Start of EXERCISE DATA

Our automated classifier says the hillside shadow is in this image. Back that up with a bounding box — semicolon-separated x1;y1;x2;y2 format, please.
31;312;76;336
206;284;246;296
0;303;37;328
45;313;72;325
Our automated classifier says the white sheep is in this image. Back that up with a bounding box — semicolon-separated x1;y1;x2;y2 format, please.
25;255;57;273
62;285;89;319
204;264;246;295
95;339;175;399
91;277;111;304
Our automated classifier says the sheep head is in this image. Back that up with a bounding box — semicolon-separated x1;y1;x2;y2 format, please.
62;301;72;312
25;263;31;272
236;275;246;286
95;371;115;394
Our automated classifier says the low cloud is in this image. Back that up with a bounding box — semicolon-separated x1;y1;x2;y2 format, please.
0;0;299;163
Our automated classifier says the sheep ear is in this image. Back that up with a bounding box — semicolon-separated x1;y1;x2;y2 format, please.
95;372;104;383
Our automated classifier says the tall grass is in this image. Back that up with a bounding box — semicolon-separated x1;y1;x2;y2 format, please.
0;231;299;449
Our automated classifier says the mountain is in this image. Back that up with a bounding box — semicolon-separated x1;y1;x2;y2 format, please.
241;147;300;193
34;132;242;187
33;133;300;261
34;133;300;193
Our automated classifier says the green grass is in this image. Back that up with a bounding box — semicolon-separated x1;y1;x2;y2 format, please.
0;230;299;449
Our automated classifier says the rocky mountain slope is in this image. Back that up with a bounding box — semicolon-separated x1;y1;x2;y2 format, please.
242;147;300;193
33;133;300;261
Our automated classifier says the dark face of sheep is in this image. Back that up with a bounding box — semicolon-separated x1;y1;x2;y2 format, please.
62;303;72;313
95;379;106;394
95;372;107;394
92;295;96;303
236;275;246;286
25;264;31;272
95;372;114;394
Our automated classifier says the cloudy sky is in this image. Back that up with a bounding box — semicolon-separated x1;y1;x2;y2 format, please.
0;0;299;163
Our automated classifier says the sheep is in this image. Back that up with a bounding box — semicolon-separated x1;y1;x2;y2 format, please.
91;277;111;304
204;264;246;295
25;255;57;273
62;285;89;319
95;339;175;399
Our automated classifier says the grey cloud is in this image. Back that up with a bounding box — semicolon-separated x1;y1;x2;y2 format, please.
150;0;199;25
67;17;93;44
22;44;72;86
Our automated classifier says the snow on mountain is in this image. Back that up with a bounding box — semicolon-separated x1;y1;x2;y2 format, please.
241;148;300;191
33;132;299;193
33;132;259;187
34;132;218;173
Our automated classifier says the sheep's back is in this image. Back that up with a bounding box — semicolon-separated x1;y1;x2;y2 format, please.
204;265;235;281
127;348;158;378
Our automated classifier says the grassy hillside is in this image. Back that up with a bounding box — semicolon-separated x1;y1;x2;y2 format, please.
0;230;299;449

End of EXERCISE DATA

## EXERCISE OBJECTIVE:
Starting at the line with "Our automated classifier says the sheep's", restate each line through the end of the records, both ends included, and stop there.

## OUTPUT OF THE EXERCISE:
Our automated classifier says the sheep's back is in this image. Back that up with a bounding box — semicolon-separated x1;y1;x2;y2 format, please.
204;265;235;281
127;348;158;378
Our automated classifier says the grassy hillside is in this image. Back that up with a bounding box — semicolon-separated x1;y1;x2;y2 format, please.
0;230;299;449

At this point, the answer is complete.